▸ **提示文**
═══
とにかく書いておかないと

すぐに忘れてしまうことを、書き残しておきます。

「山月記」の授業4(『古譚』の「木乃伊」について)

2016-05-20 18:03:25 | 国語
 『古譚』の二つ目「木乃伊(ミイラ)」の紹介です。

 紀元前500年よりも昔、ペルシャが、エジプトに親友したころの話。武将のパリスカスが主人公。パリスカスはしらないはずのエジプト人の言葉がわかるような気がする。ある墓所の探索に加わったとき、とある木乃伊の顔に視線が止まる。さして長い時間視線が釘付けになる。そして「俺は、もと、此の木乃伊だったんだよ。たしかに。」とつぶやく。それと同時にミイラが生きていたところの記憶が蘇ってくる。言葉は思い出せないが、映像のように記憶が蘇るのである。そして前世の自分が今の自分と同じように前前世の自分と出会ったことを想像し、さらに前前世の自分が前々前世の自分とであることを想像する。
═══
▸ **点ラベリング用データセット抜粋**
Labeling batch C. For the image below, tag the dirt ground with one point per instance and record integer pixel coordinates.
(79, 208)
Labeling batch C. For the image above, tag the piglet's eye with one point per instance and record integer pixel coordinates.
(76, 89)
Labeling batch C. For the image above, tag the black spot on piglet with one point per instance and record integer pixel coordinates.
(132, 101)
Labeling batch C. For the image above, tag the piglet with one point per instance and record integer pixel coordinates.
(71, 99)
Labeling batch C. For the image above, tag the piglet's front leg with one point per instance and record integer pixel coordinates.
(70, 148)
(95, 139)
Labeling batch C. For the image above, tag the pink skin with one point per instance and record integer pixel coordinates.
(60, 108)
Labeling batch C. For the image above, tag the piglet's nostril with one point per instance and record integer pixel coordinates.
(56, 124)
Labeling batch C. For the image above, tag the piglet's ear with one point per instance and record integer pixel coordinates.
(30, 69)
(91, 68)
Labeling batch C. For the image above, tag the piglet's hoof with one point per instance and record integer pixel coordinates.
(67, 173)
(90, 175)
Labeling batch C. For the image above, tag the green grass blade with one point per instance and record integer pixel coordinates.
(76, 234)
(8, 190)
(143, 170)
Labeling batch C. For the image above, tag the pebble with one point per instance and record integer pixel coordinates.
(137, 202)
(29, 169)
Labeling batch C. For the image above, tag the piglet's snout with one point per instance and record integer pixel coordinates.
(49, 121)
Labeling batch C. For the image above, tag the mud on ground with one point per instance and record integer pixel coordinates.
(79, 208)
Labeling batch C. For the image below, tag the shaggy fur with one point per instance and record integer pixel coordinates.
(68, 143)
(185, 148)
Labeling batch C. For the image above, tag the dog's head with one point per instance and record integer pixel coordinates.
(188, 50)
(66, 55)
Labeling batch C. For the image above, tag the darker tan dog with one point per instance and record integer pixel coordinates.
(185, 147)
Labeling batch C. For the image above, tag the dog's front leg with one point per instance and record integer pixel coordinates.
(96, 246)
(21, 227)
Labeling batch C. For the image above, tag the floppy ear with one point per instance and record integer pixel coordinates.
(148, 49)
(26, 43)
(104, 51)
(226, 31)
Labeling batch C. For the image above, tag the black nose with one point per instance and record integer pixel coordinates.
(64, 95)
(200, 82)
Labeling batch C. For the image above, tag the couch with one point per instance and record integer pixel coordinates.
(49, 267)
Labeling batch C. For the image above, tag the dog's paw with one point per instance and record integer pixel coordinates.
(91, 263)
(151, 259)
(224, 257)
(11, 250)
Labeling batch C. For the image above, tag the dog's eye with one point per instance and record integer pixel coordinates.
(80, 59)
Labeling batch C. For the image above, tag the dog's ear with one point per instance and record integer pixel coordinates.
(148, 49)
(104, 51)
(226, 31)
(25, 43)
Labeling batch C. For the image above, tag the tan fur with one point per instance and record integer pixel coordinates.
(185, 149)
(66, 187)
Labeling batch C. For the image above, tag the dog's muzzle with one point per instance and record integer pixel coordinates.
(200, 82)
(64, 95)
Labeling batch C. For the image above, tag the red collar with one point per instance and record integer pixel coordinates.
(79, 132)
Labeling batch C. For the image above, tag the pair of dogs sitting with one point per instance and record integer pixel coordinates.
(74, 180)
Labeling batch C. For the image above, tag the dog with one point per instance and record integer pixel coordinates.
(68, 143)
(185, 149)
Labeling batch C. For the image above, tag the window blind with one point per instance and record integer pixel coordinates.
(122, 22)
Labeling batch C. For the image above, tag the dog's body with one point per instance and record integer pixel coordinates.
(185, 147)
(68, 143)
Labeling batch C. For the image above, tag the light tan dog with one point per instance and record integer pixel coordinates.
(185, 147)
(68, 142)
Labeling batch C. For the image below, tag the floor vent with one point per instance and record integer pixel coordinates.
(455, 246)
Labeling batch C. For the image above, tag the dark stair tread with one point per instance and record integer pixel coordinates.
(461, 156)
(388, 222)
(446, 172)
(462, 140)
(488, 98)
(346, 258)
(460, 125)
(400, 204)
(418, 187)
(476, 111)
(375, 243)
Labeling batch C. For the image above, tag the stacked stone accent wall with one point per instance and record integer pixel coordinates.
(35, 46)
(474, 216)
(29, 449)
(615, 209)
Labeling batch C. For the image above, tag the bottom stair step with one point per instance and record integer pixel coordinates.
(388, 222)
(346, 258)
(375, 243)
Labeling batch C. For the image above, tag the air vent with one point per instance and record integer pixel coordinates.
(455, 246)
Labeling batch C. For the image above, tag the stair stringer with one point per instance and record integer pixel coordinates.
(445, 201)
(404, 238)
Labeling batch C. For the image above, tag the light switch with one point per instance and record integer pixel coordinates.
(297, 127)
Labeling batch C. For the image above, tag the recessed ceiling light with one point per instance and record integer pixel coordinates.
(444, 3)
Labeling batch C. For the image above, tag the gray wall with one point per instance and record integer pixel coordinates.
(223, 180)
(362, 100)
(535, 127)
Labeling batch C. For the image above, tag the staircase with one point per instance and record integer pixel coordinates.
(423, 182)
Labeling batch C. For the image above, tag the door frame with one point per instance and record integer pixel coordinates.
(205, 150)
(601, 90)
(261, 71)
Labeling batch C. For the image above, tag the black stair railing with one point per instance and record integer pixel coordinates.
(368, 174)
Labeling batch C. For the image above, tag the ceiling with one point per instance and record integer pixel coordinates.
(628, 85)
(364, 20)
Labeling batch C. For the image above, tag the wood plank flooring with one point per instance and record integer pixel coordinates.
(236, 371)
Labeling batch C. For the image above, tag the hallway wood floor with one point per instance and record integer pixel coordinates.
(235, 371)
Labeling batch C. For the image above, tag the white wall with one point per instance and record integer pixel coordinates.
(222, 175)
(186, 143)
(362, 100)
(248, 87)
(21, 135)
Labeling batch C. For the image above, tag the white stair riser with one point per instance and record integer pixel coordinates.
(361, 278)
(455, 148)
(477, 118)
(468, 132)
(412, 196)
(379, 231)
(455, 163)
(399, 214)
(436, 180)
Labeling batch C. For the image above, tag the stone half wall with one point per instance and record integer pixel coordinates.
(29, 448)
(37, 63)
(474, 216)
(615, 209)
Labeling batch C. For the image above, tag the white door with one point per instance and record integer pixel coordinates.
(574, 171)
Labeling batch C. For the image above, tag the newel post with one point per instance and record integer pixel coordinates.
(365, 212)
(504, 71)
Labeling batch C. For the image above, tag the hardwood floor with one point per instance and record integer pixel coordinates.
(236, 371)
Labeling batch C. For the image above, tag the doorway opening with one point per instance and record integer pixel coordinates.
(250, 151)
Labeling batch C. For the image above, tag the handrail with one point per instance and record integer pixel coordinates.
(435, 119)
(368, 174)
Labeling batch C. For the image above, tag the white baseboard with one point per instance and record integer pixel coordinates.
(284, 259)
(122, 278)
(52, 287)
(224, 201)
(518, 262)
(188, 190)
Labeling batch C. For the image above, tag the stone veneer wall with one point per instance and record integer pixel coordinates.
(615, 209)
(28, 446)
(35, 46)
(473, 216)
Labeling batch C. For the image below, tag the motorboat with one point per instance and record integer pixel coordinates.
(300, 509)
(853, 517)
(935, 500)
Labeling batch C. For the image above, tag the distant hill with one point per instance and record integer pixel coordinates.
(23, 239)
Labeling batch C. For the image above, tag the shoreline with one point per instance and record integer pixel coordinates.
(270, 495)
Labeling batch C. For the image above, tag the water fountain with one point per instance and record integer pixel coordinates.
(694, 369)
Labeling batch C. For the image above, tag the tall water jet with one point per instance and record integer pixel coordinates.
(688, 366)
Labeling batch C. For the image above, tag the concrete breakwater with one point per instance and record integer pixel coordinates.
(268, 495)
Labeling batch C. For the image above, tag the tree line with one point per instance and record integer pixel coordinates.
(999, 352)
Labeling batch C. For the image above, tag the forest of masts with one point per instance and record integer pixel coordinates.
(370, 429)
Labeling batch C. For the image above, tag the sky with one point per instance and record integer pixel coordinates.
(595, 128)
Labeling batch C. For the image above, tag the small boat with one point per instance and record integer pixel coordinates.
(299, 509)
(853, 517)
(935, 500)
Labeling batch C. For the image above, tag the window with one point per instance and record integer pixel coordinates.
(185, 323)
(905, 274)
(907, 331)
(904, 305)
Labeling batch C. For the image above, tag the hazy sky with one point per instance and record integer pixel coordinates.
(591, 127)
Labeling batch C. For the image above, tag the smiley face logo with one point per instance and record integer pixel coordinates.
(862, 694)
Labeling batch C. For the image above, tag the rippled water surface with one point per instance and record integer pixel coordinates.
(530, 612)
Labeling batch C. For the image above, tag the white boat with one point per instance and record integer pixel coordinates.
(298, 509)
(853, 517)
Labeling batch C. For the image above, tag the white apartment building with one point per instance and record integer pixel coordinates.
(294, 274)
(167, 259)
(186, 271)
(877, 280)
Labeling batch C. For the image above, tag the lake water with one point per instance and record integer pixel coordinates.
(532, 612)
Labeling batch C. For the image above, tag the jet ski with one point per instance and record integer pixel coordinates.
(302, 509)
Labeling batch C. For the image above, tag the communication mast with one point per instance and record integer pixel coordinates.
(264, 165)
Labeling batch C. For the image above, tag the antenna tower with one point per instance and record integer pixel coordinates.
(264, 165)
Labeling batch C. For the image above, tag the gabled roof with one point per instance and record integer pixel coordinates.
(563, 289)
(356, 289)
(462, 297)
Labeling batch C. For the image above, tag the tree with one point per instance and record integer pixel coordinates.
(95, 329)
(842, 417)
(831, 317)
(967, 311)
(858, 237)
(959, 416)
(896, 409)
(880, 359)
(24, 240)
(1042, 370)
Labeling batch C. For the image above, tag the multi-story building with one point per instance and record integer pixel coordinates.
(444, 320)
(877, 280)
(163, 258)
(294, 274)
═══
▸ **次の課題**
- 1) 記録のうち、「Labeling batch C. For the image above, tag the tree with」を含む行から記録の最後までの部分を、一字一句そのまま書き写してもらえますか？
- 2) 「木乃伊」を紹介する文章の続きを、その最後の文の後から書き進めてもらえますか？

▸ **記述解答**
- 1)
Labeling batch C. For the image above, tag the tree with one point per instance and record integer pixel coordinates.
(95, 329)
(842, 417)
(831, 317)
(967, 311)
(858, 237)
(959, 416)
(896, 409)
(880, 359)
(24, 240)
(1042, 370)
Labeling batch C. For the image above, tag the multi-story building with one point per instance and record integer pixel coordinates.
(444, 320)
(877, 280)
(163, 258)
(294, 274)

- 2)
 パリスカスは考える。「合わせ鏡のように、無限に内に畳まれて行く不気味な記憶の連続が、無限にー目くるめくばかり無限に続いているのではないか?」

 ミイラを抱いたまま気を失い、発見され息を吹き返したとき、パリスカスはエジプト語のうわ言をつぶやいていた。

 ここには言葉と記憶の問題、言葉と伝承の問題、消え去った言葉の問題など言葉に関するテーマが襲い掛かるように描かれています。

 すべてが整理がつかないまま、不思議な世界に我々を連れていきます。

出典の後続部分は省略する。